Foi por isso que fiquei lisonjeado quando a simpática recepcionista da Casa de Saúde São José acertou meu nome e meu sexo. Por via das dúvidas, eu já estava perto do guichê pronto para dizer «a senhora sou eu, pô», quando ela me surpreendeu: «Muito prazer em conhecê-lo pessoalmente. Já li os seus livros e leio suas crónicas no JB (1)», ela declarou, lavando minha alma e ainda por cima me presenteando com um doce sorriso. Aquilo sim era uma maneira delicada de tratar alguém.
Além da vaidade em ser reconhecido, era um bom sinal. Podia ser superstição, mas achei que não. Eu não seria recebido daquele jeito carinhoso se fosse para ser maltratado na mesa de cirurgia.
Fiquei repetindo «muito obrigado, muito obrigado», enquanto ela preenchia minha ficha.

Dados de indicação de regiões
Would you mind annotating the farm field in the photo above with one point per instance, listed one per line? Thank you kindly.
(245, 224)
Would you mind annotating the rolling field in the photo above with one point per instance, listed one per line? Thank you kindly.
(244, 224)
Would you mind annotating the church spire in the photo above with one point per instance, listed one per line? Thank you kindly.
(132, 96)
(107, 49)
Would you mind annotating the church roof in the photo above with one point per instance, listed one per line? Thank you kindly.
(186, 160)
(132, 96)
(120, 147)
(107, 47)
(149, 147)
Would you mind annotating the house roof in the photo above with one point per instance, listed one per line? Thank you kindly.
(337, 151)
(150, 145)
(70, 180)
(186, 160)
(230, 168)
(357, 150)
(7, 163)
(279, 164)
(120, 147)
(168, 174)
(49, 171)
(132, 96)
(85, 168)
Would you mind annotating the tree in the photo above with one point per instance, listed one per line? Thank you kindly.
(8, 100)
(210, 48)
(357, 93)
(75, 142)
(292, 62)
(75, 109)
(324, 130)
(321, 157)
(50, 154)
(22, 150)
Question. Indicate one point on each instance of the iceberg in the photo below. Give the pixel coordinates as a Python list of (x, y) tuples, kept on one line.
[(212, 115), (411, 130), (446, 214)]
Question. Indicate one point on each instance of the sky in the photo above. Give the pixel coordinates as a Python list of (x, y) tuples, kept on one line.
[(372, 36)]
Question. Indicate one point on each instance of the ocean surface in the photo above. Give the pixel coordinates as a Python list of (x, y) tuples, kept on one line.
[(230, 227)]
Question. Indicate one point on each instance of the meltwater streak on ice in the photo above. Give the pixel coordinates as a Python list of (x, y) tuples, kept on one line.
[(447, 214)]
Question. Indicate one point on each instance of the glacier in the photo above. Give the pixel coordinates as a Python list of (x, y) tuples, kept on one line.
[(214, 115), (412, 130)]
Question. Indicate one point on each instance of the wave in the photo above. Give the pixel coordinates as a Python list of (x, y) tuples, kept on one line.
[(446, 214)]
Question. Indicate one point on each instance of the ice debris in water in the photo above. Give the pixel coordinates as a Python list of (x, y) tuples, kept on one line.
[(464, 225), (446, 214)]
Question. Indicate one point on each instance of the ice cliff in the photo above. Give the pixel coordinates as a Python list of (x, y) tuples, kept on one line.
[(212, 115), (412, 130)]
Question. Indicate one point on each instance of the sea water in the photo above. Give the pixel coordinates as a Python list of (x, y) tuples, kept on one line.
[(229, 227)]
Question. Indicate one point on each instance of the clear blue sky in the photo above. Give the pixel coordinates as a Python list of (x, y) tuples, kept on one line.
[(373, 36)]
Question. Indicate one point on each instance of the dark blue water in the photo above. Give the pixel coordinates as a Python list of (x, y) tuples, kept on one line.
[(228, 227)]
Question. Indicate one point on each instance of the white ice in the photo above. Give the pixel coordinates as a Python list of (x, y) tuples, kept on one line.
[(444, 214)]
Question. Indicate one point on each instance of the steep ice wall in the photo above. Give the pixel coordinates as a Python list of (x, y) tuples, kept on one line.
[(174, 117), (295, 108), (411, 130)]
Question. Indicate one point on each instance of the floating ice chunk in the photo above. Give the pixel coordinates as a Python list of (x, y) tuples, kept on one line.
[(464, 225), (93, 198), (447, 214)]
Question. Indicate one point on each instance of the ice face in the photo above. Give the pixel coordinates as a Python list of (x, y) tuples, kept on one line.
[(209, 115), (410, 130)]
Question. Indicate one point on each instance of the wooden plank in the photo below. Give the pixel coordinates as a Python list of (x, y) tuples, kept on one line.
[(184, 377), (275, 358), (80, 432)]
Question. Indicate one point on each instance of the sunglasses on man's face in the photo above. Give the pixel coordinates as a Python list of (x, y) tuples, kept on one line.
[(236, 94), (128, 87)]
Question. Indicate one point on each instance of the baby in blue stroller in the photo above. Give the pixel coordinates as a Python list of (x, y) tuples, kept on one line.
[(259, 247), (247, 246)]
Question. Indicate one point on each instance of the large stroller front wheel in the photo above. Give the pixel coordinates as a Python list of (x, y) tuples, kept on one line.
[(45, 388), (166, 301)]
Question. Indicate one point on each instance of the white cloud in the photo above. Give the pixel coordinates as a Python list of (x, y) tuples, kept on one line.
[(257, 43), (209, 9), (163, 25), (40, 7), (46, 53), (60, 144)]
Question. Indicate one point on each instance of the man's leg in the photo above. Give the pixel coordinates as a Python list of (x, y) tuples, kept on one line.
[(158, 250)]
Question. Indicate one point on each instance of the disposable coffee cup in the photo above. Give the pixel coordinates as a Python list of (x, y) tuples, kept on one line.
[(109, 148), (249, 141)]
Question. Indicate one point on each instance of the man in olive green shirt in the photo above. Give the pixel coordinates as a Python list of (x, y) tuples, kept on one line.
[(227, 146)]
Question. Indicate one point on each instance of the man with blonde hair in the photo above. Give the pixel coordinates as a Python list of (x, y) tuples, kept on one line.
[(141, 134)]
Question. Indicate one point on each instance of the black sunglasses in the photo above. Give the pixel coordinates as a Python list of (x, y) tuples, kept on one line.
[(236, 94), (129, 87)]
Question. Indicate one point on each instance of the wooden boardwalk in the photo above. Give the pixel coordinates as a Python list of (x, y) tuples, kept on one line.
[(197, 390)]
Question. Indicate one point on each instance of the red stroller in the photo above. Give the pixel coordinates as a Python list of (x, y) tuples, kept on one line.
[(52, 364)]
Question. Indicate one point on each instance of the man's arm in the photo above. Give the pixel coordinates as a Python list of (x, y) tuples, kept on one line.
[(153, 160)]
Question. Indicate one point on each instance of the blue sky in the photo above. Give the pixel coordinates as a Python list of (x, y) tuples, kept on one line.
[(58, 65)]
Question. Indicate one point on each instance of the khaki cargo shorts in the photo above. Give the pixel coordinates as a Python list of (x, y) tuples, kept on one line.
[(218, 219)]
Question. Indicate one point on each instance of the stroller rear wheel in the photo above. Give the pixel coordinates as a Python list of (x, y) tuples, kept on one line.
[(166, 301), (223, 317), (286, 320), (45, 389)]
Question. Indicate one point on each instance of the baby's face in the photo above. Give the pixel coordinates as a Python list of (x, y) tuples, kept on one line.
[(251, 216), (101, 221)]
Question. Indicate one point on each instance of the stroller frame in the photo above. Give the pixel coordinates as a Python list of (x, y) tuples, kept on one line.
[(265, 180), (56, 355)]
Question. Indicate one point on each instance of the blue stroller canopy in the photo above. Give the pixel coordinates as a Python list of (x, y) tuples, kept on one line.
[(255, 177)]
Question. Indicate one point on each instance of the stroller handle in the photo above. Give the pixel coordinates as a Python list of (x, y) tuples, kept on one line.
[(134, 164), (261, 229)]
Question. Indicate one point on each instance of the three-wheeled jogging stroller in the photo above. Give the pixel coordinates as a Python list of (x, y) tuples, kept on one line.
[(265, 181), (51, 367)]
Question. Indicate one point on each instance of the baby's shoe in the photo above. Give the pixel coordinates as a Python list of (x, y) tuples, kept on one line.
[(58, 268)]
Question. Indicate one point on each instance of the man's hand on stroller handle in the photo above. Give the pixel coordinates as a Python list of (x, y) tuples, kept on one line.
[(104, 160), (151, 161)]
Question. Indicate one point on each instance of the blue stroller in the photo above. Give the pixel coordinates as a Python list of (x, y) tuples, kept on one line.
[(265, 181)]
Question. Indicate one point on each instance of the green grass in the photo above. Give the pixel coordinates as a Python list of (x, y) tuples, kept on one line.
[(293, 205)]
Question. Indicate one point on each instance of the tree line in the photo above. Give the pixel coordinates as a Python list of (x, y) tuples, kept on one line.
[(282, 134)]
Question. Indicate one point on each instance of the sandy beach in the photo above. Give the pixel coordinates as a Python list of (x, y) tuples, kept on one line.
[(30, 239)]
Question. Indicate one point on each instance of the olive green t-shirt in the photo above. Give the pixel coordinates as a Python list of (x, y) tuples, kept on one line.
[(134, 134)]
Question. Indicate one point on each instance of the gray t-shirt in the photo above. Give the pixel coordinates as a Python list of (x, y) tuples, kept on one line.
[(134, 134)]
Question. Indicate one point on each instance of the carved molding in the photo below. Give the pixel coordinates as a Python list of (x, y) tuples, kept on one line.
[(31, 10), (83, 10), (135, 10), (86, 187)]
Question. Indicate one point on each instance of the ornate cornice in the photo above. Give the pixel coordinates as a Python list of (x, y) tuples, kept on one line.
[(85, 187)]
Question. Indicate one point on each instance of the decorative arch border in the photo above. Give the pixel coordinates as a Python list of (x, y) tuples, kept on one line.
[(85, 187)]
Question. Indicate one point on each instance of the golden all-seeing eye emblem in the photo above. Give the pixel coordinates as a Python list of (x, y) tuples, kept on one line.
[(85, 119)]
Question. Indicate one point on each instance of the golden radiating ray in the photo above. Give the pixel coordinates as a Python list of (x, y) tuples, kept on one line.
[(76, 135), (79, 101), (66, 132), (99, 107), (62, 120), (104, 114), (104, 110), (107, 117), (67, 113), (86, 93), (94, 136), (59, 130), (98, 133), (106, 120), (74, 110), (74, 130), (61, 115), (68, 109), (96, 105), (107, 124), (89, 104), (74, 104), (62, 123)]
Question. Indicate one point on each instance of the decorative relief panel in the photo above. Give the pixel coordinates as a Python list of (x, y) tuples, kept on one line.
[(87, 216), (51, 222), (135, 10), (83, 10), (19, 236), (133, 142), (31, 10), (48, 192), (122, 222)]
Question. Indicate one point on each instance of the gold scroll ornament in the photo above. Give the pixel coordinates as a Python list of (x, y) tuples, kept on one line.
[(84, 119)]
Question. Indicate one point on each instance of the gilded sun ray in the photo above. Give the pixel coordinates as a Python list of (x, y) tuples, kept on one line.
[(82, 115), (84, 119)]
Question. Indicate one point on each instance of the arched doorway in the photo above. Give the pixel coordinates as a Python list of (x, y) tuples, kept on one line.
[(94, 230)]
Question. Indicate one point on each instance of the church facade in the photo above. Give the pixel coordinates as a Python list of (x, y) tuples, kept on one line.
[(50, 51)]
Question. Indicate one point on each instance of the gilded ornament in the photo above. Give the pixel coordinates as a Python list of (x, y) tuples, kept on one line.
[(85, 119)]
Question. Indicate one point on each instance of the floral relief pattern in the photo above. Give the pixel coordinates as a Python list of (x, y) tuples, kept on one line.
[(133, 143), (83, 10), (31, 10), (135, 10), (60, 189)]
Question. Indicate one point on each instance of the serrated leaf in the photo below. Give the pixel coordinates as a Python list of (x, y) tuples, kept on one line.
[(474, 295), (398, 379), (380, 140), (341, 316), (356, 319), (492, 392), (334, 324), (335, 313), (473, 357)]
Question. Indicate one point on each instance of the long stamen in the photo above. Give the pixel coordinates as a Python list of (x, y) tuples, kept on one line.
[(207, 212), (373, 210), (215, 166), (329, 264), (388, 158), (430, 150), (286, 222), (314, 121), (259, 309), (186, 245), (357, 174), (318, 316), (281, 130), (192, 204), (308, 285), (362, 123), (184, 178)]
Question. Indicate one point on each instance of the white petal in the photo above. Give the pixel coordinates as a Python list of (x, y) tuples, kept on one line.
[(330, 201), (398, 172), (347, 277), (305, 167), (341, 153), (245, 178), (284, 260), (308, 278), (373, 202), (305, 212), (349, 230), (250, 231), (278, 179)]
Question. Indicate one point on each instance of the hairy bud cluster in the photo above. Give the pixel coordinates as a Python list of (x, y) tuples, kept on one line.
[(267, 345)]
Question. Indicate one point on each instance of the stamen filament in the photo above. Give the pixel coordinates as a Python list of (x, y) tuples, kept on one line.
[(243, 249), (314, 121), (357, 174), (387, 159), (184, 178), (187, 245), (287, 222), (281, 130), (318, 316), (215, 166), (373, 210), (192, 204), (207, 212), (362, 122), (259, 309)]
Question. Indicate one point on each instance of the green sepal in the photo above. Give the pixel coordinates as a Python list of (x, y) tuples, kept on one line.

Atividades:
- a) Segundo o texto sobre a recepção na Casa de Saúde São José, em que jornal a recepcionista lê as crônicas do narrador?
- b) Dê continuidade ao texto sobre a recepção na Casa de Saúde São José a partir da última frase apresentada.

Respostas do exercício:
- a) No JB.

- b)
«Qual a razão de sua internação?», ela perguntou depois de obter os dados de praxe: idade, estado civil, endereço, etc.
«Uma RTU de bexiga», respondi, fazendo questão de exibir meu conhecimento de terminologia médica. Com o olhar ela exprimiu surpresa e um certo ar de pena, que eu dispensei.
Estávamos adiantados. Dr. Paulo mandou que chegássemos às 6h30 e eram 6 horas da manhã do dia 17. Mesmo assim, Mary e eu subimos para o apartamento que o cirurgião reservara por dois dias. Podia ser precaução, mas também sinal de que ele não pretendia que eu saísse no dia seguinte, como da minha primeira operação.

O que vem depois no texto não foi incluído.